If one of the strengths is the performance of the proposed system, do check that the baseline is sufficiently strong and well-tuned, and that the result is robust (e.g., not just the best of an unknown number of runs with unknown standard deviation between runs). Ideally, the computation budget should be reported. If you cannot find something in the paper, see if the responsible NLP checklist contains any answers or pointers to the paper or supplementary materials.
Apart from the contributions of the paper, its strengths may be in e.g. being clear and well-written, in formulating a timely/important question, in proposing a better framing of a problem, showing previously ignored connections between ideas/fields, a conceptual development, etc.
Reasons to reject
Many things could go wrong in a study. Although reviewers often disagree about acceptance recommendations for papers above a certain quality threshold, the NeurIPS experiment showed that low-quality papers are identified quite reliably. There may be claims that are not actually supported by the evidence or by the arguments, but that are presented as conclusions rather than as hypotheses/discussion. The framing may be misleading. There may be obvious methodological flaws (e.g., only the best run results are reported), errors in the proofs, in the implementation, or in the analysis. There may be insufficient detail to understand what was done or how to reproduce the method and the results. There may be a lack of clarity about what the research question is (even if it is “Does system A work better than system B”?), what was done, why, and what was the conclusion. The paper should also make it clear in what way the findings and/or the released artifacts advance the field.
At the same time, there are many complaints about reviews at previous conferences that cite as weaknesses things that are not in fact weaknesses, but rather belong in the “suggestions” box. Once you have the first draft of your review, you will need to revisit it to check for these frequent issues.
--*--
- [STATED TASK 1]
Answer these questions using the reviewing guidance:
(a) What should ideally be reported along with a system's performance?
(b) What did the NeurIPS experiment show about low-quality papers?
(c) According to the reviewing guidance, where do the things that complaints say were wrongly cited as weaknesses actually belong?
--*--
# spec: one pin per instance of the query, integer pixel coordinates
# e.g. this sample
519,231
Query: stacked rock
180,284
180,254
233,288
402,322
--*--
- [STATED TASK 2] Reproduce the records above word for word, keeping every line.

- [WRITTEN RESPONSE 1]
(a) The computation budget.
(b) It showed that low-quality papers are identified quite reliably.
(c) They belong in the "suggestions" box.

- [WRITTEN RESPONSE 2]
# spec: one pin per instance of the query, integer pixel coordinates
# e.g. this sample
519,231
Query: stacked rock
180,284
180,254
233,288
402,322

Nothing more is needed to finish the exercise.